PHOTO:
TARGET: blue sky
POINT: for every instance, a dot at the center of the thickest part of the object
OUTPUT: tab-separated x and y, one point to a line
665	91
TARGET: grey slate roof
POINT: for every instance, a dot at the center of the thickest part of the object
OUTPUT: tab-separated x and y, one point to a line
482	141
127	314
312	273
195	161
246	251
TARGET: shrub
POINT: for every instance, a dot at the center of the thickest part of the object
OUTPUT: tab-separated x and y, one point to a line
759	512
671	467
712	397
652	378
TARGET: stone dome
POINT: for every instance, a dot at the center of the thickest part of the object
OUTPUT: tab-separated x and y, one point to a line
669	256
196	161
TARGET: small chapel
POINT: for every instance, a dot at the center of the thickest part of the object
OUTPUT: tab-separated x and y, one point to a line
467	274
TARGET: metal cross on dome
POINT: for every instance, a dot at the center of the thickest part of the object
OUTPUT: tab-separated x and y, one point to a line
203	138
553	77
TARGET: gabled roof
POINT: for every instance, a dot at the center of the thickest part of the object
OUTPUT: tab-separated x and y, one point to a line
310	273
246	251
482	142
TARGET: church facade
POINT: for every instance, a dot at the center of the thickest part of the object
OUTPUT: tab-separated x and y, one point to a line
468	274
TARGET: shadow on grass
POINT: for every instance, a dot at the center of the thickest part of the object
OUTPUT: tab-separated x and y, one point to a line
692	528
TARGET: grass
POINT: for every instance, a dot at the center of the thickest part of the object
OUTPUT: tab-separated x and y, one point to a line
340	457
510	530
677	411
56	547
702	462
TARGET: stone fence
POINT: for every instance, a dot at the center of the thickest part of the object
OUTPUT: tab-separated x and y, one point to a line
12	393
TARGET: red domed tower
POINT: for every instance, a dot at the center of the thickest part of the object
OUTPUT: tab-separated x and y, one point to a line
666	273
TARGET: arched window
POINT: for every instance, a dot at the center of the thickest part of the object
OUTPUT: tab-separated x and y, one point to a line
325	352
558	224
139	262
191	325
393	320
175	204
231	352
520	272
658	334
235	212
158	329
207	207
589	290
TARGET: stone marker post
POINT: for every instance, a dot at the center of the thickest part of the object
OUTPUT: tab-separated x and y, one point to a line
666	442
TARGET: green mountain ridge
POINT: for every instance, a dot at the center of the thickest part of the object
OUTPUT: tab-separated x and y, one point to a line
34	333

Exercise: Reproduce the stretch from the line containing "TARGET: stone fence" through the end of the entries, swapping "thickest part" for "widest part" and leaving everything else unchanged.

Correct output:
TARGET: stone fence
POINT: for every instance, a dot at the center of the widest part of the object
OUTPUT: tab-separated x and y, one point to a line
12	393
TARGET: red domed tower
POINT: for every instance, a dot at the center of the widest part of the object
OUTPUT: tab-separated x and y, one point to a line
666	273
TARGET: arched window
POINT: for every instance, a dot at the center of the widest part of the object
OUTPUT: tab-separated x and y, one point to a line
325	352
558	224
139	262
191	325
393	320
175	204
231	352
520	272
658	334
235	212
158	329
207	207
589	290
TARGET: stone marker post
POINT: for every instance, a dot at the center of the widest part of the object
OUTPUT: tab-separated x and y, one point to a line
666	442
TARGET: green mountain ridge
POINT: for every instance, a dot at the center of the widest part of the object
OUTPUT: tab-separated x and y, one point to a line
34	333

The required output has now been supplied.